INSTRUCTIONS FOR THE TASK:
Go through the records below and copy out every line holding "photographer".

PROVIDED ENTRIES:
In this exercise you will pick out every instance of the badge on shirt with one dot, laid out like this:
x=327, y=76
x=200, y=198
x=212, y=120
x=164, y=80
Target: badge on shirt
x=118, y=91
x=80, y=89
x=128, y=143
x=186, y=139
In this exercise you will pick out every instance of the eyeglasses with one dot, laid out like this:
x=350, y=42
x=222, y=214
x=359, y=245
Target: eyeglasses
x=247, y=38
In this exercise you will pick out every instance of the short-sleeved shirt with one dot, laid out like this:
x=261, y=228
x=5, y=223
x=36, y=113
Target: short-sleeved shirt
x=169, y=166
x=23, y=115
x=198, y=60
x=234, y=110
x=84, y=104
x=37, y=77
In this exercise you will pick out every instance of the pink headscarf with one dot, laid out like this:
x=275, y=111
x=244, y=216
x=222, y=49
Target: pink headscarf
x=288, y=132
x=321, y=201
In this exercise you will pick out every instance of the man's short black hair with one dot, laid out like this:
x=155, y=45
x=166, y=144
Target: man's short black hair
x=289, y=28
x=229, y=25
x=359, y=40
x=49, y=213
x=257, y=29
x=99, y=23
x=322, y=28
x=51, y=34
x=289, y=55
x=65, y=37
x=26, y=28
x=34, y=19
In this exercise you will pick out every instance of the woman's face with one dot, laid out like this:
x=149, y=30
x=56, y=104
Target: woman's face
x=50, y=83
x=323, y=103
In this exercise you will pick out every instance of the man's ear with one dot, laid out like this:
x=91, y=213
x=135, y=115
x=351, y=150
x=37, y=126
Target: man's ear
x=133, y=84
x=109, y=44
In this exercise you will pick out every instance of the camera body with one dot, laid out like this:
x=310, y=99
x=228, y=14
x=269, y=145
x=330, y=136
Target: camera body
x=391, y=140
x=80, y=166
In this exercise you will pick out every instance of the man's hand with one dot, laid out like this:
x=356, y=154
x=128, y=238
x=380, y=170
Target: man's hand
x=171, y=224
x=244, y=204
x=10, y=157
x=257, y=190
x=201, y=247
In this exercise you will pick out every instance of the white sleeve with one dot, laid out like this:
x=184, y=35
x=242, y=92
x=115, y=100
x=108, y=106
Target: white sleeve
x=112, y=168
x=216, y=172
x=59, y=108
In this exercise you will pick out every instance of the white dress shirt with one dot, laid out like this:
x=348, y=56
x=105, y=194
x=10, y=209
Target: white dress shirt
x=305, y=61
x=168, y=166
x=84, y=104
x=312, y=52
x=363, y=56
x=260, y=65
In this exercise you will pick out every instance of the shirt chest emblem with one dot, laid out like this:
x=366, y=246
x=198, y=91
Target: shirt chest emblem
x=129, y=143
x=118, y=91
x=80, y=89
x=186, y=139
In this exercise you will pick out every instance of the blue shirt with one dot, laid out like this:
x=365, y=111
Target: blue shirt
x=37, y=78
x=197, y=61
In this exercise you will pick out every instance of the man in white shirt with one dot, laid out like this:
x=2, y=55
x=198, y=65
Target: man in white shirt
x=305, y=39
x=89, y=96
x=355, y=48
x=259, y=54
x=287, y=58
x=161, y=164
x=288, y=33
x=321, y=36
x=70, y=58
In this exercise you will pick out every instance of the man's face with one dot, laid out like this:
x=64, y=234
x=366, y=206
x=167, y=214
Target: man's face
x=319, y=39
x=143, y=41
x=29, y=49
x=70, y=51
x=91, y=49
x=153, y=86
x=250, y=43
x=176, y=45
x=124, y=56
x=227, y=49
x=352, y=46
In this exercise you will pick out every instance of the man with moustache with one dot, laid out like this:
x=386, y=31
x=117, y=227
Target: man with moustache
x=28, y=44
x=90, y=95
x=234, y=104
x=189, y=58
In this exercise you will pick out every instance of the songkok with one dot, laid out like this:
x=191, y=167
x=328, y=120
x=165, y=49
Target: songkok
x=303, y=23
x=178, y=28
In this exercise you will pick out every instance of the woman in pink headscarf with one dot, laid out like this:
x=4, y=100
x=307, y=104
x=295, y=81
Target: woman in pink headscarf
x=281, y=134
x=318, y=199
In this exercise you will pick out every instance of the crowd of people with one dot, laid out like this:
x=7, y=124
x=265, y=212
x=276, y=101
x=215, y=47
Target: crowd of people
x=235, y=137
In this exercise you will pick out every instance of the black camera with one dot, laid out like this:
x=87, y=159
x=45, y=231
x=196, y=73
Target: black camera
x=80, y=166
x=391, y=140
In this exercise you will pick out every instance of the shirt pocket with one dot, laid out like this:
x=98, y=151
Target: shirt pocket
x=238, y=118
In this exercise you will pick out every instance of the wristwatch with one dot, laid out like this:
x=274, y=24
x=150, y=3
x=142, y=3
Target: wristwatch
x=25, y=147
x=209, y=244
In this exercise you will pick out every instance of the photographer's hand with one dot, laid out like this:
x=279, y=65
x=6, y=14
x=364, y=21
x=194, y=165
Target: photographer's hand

REPLY:
In this exercise you will pick out every instance of the photographer's hand with one dot, laid out like this:
Target: photographer's hand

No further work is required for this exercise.